## ACTION ITEM:
From the records below, print exactly the lines starting at the one containing "Which pixel lies on the windshield?" and ending at the one containing "Which pixel lies on the gray", ends included, and nothing else.

## RECORDS FOR THE EXERCISE:

******************************

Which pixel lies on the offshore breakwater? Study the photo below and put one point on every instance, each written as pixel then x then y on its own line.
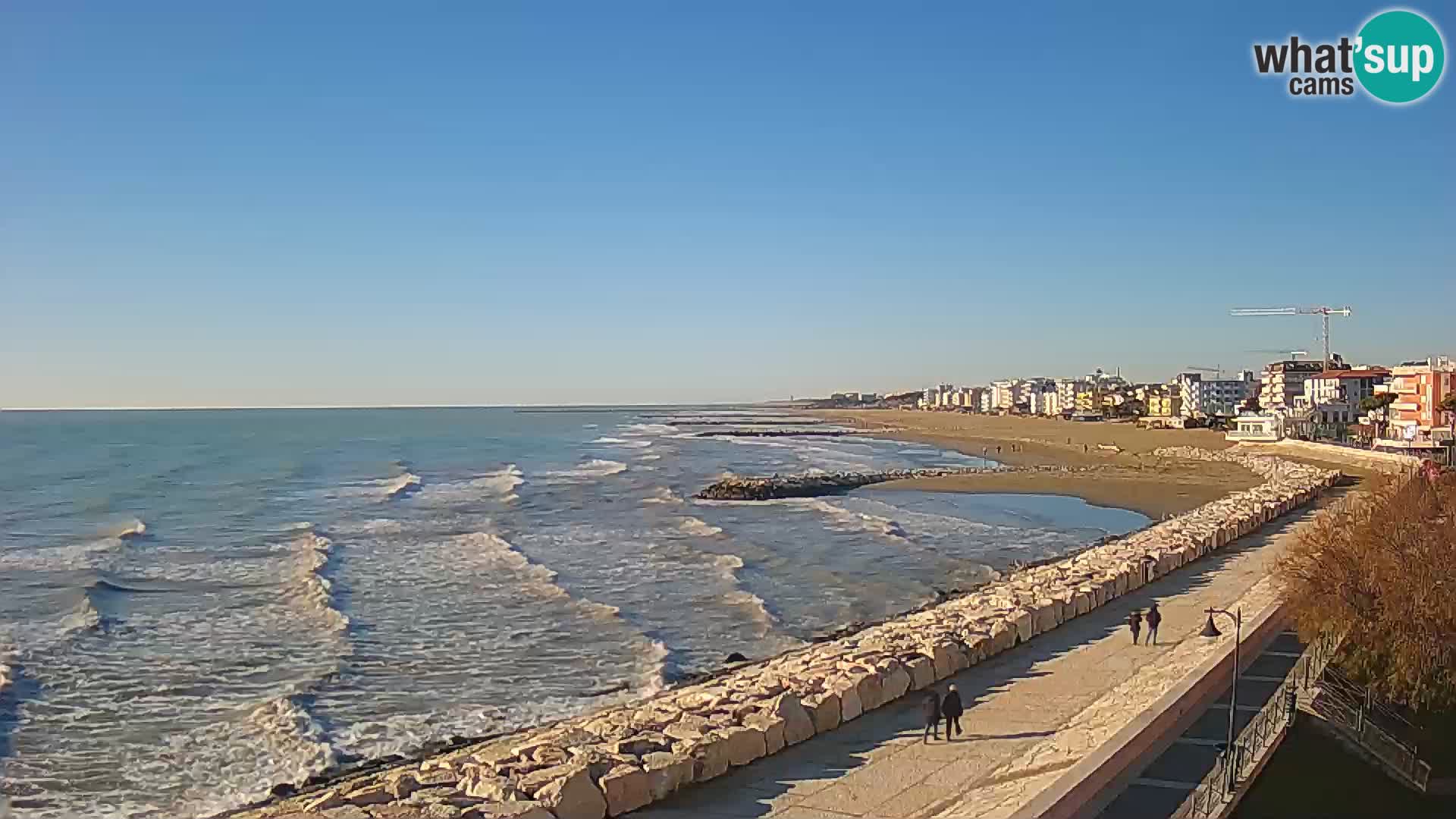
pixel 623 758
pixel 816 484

******************************

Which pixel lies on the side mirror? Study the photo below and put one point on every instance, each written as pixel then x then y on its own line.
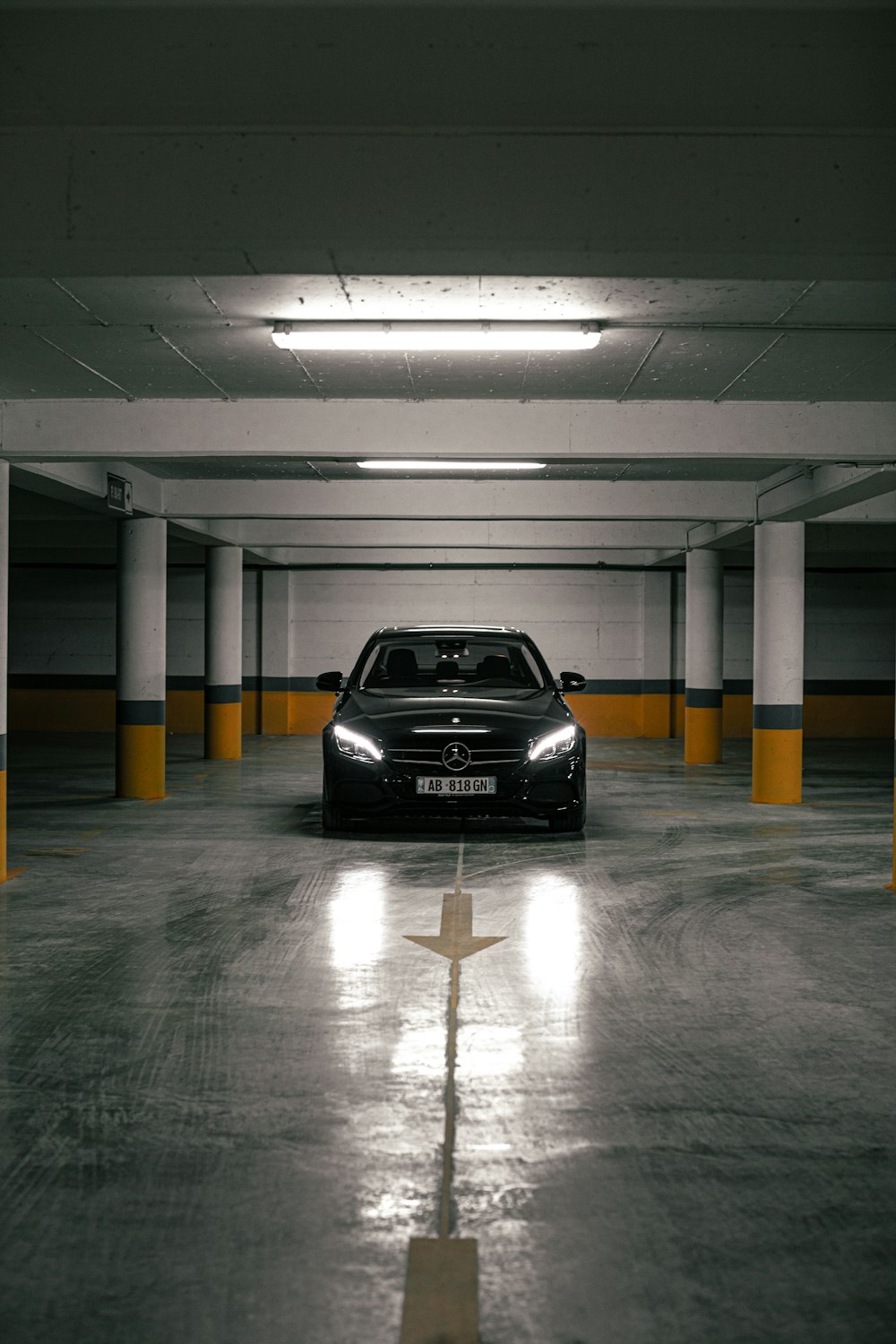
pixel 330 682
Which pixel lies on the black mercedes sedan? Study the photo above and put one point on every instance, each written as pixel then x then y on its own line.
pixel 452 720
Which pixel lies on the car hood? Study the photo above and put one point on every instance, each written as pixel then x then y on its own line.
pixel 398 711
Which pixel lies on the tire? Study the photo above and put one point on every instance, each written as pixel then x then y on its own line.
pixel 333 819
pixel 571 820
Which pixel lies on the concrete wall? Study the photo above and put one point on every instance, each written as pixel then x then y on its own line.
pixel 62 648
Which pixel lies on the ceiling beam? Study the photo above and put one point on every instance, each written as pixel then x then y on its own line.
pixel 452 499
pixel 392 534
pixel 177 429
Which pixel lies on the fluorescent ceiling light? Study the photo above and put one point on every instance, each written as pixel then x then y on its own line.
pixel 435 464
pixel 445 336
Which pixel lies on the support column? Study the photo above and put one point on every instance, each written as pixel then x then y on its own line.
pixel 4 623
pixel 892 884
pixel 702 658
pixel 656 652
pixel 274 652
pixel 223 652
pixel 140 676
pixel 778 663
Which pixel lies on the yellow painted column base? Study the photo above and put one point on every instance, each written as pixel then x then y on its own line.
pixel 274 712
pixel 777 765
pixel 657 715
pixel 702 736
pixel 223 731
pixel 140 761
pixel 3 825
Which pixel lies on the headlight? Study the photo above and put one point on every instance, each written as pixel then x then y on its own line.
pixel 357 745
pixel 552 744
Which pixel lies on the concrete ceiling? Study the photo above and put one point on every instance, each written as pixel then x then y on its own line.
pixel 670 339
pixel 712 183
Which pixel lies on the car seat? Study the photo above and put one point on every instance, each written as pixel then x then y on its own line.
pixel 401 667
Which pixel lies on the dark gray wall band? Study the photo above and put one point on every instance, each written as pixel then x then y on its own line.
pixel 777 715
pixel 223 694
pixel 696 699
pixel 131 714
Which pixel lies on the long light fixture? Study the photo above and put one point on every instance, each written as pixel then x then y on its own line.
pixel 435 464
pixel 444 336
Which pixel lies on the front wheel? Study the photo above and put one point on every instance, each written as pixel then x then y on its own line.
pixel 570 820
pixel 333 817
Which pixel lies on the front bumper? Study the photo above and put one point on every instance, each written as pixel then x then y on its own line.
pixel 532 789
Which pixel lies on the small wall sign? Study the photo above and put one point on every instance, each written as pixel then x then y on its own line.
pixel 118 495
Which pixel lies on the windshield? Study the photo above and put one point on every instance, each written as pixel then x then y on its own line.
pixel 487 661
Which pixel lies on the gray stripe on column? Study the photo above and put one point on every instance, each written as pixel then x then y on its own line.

******************************

## SOLUTION TO THIS EXERCISE:
Which pixel lies on the windshield? Study the photo above and put one point on every instance, each written as pixel then x then y on its own line.
pixel 487 661
Which pixel lies on the gray stripe on column? Study the photo above and put one point on every instance, each written as pixel then x then y on its own line.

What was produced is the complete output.